Hopscotch and crayons

Jul 19, 2020 15:40

Bless me, scrivener, for I have lapsed. It has been six months and three weeks since my last Friday Five post. But here I am with the latest edition, only two days late.

1. What was your favorite piece of playground equipment when you were a kid?
Hmmm ... I wasn't a big play-outside kid, nor a very physical one, but I did like recess, because I liked to interact with my friends. And I guess my favorite piece of playground equipment was the "merry-go-round" (you know, the dangerous spinny thing). It didn't require constant effort (like swings, teeter-totter, or monkey bars), and the experience was always shared.



Photo (via Wikipedia) by Michael Rivera - Own work, CC BY-SA 4.0, Link
2. What do you remember about your first-grade teacher? (Pick the earliest grade teacher you remember, if you don’t remember anything about your first-grade teacher.)
My first-grade teacher, who was also my very first school teacher (there being no mandatory Kindergarten in my state till the year after it would have applied to me), was named Mrs. F**********. What I remember most was that she left us halfway through the year on maternity leave, so then we got a new teacher, Miss B***. I think Mrs. F had straight blond hair and was tall-ish, while Miss B had curly brunette hair and was shorter (but it has been more than five decades since I was six years old, so I won't go to the mat for any of that). They were both very nice, though since you can't know that in advance about anyone, it was scary to be told we were losing Mrs. F. And I think I might have been a teacher's pet of one of them (maybe Miss B?). Not sure if that last thing is a true memory, or a memory of my mom telling my dad that the teacher told her in a conference that I was a favorite. Possibly the latter (I'd check with Mom, but I'll suspect she doesn't remember it anymore).

## Recorded information
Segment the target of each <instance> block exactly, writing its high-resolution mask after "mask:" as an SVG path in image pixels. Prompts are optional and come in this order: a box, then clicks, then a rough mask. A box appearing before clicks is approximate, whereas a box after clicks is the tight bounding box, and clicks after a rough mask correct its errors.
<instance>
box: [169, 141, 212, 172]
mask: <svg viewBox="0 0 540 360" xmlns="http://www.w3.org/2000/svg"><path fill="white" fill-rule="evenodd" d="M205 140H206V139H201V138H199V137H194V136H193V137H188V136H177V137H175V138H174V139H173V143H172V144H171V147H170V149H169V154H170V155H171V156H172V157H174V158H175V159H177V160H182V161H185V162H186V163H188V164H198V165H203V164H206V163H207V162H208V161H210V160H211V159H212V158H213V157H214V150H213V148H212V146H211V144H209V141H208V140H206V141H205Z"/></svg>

## Exercise prompt
List every piece of playground equipment named in the Friday Five post above.

## Exercise output
merry-go-round, swings, teeter-totter, monkey bars